The records:

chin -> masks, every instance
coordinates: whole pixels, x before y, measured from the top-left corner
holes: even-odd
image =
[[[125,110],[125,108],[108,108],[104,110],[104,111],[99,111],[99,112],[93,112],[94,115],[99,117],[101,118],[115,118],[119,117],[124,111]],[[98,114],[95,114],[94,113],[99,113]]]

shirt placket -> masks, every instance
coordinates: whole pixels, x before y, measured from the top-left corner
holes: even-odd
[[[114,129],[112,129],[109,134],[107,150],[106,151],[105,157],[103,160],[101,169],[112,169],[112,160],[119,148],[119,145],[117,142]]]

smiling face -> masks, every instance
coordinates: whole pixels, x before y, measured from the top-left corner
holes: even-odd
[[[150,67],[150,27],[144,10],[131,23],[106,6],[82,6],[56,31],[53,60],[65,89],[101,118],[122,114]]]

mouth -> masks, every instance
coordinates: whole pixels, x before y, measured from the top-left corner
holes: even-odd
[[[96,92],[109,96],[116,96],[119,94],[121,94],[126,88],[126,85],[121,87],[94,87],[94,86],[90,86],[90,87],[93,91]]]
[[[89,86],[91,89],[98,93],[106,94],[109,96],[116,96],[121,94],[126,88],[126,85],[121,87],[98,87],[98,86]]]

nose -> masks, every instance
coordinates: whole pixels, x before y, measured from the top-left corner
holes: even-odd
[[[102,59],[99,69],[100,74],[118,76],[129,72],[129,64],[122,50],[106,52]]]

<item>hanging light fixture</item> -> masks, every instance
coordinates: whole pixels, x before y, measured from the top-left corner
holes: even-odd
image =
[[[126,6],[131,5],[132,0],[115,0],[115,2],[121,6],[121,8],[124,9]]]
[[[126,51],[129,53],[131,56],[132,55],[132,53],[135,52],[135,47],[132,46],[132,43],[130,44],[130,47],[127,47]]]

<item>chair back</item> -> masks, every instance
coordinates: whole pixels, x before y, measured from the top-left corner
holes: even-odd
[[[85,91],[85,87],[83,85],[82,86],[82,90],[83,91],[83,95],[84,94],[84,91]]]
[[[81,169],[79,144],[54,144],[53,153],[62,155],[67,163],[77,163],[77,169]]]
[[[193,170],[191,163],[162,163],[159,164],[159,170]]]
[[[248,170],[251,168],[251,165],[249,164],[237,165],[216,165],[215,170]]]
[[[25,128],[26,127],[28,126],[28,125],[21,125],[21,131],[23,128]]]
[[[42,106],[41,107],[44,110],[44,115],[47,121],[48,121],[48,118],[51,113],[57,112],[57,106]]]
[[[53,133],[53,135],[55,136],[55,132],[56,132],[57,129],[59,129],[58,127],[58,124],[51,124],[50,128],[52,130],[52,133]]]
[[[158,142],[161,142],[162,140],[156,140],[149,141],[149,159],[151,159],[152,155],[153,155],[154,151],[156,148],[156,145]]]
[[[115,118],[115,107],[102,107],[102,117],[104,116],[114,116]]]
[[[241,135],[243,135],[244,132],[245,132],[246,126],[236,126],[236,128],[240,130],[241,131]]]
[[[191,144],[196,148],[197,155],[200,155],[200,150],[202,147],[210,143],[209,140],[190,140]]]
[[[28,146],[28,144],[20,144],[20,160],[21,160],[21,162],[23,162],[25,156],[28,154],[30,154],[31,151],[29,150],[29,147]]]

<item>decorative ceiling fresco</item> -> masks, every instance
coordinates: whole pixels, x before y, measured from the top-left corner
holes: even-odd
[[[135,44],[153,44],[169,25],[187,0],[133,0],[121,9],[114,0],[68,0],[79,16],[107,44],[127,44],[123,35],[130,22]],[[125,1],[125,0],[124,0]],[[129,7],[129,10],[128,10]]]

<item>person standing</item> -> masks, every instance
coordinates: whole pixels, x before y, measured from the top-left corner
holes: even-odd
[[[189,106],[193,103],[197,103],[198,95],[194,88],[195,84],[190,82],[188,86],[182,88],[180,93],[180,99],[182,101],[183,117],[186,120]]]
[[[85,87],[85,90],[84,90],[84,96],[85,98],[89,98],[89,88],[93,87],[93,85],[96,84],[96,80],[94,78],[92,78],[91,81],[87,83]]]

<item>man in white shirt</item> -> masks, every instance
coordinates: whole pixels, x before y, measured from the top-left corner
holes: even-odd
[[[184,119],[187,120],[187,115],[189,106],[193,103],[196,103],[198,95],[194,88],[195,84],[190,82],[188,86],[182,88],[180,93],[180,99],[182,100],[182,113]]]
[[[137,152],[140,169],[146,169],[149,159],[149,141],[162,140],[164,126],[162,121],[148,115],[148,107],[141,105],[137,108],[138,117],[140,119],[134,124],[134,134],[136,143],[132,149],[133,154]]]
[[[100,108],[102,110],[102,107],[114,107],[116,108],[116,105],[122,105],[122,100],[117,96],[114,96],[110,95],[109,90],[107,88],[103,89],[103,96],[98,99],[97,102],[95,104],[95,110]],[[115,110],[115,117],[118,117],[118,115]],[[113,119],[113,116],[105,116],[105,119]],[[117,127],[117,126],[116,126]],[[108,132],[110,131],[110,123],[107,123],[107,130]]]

Brief: Revise the material so that "top-left corner" becomes "upper-left corner" wherever it occurs, leaving every other character as it is.

Expected answer:
chin -> masks, every instance
coordinates: whole pixels, x before y, measured from the upper-left corner
holes: even-odd
image =
[[[125,110],[125,108],[108,108],[104,110],[104,111],[99,111],[99,112],[93,112],[94,115],[99,117],[101,118],[115,118],[119,117],[124,111]],[[98,114],[95,114],[94,113],[99,113]]]

shirt placket -> masks, every instance
coordinates: whole pixels, x before y, measured from the upper-left corner
holes: even-odd
[[[114,129],[112,129],[109,134],[107,150],[106,151],[105,157],[103,160],[101,169],[112,169],[112,160],[119,148],[119,145],[117,142]]]

smiling face -> masks, every instance
coordinates: whole pixels, x before y, measured from the upper-left corner
holes: even-odd
[[[150,67],[150,27],[144,10],[131,23],[106,6],[82,6],[56,31],[53,60],[65,89],[101,118],[122,114]]]

mouth -> masks, every instance
coordinates: whole pixels, x before y, measured from the upper-left corner
holes: even-odd
[[[96,92],[109,96],[116,96],[119,94],[121,94],[126,88],[126,85],[121,87],[94,87],[94,86],[90,86],[90,87],[93,91]]]
[[[89,86],[91,89],[98,93],[106,94],[109,96],[116,96],[121,94],[126,88],[126,85],[121,87],[98,87],[98,86]]]

nose -> masks, every instance
coordinates: whole pixels, x before y, measured from the upper-left corner
holes: even-odd
[[[102,59],[99,69],[100,74],[118,76],[129,72],[129,64],[122,50],[106,52]]]

<item>hanging light fixture</item> -> masks, every instance
coordinates: whole pixels, x before y, measured from the upper-left corner
holes: even-odd
image =
[[[126,6],[131,5],[132,0],[115,0],[115,2],[121,6],[121,8],[124,9]]]
[[[126,51],[129,53],[131,56],[132,55],[132,53],[135,52],[135,47],[132,46],[132,43],[130,44],[130,47],[127,47]]]

<item>chair back</item> -> masks, every instance
coordinates: whole pixels, x before y, measured from the upper-left corner
holes: even-odd
[[[85,91],[85,87],[83,85],[82,86],[82,90],[83,91],[83,95],[84,94],[84,91]]]
[[[81,169],[79,144],[54,144],[53,153],[62,155],[67,163],[77,163],[77,169]]]
[[[193,170],[191,163],[162,163],[159,164],[159,170]]]
[[[248,170],[251,168],[251,165],[249,164],[237,165],[216,165],[215,170]]]
[[[25,128],[26,127],[28,126],[28,125],[21,125],[21,131],[23,128]]]
[[[42,106],[41,107],[44,110],[44,115],[47,121],[48,121],[48,118],[51,113],[57,112],[57,106]]]
[[[53,133],[53,135],[55,136],[55,132],[56,132],[57,129],[59,129],[58,127],[58,124],[51,124],[50,128],[52,130],[52,133]]]
[[[158,142],[161,142],[162,140],[156,140],[149,141],[149,159],[151,159],[152,155],[153,155],[154,151],[156,148],[156,145]]]
[[[115,118],[115,107],[102,107],[102,117],[104,116],[114,116]]]
[[[241,135],[243,135],[244,132],[245,132],[246,126],[236,126],[236,128],[240,130],[241,131]]]
[[[191,144],[196,148],[197,155],[200,155],[200,150],[202,147],[210,143],[209,140],[190,140]]]
[[[28,146],[28,144],[20,144],[20,160],[21,160],[21,162],[23,162],[25,156],[28,154],[30,154],[31,151],[29,150],[29,147]]]

<item>decorative ceiling fresco</item> -> masks, every instance
coordinates: whole pixels, x before y, measured from the upper-left corner
holes: even-odd
[[[135,44],[153,44],[169,25],[187,0],[133,0],[121,9],[114,0],[68,0],[79,16],[107,44],[127,44],[123,35],[130,22]],[[125,1],[125,0],[124,0]],[[129,7],[129,10],[128,10]]]

<item>person standing</item> -> masks, every instance
coordinates: whole pixels, x before y, measured from the upper-left corner
holes: even-odd
[[[189,106],[193,103],[197,103],[198,95],[194,88],[195,84],[190,82],[188,86],[182,88],[180,93],[180,99],[182,101],[183,117],[186,120]]]
[[[85,87],[85,90],[84,90],[84,96],[85,98],[89,98],[89,88],[93,87],[93,85],[96,84],[96,80],[94,78],[92,78],[91,81],[87,83]]]

<item>man in white shirt</item> -> masks, every instance
coordinates: whole pixels, x before y, measured from the upper-left corner
holes: even-odd
[[[184,119],[187,120],[187,115],[189,106],[193,103],[196,103],[198,95],[194,88],[195,84],[190,82],[188,86],[182,88],[180,93],[180,99],[182,100],[182,113]]]
[[[137,152],[140,169],[146,169],[149,159],[149,141],[162,140],[164,126],[162,121],[148,115],[148,107],[141,105],[137,108],[138,117],[140,119],[134,124],[134,134],[136,143],[132,149],[133,154]]]
[[[100,108],[102,110],[102,107],[114,107],[116,108],[116,105],[122,105],[122,100],[117,96],[114,96],[110,95],[109,90],[107,88],[103,89],[103,96],[98,99],[97,102],[95,104],[95,110]],[[115,110],[115,117],[118,117],[118,115]],[[113,119],[113,116],[105,116],[105,119]],[[117,127],[117,126],[116,126]],[[108,132],[110,131],[110,123],[107,123],[107,130]]]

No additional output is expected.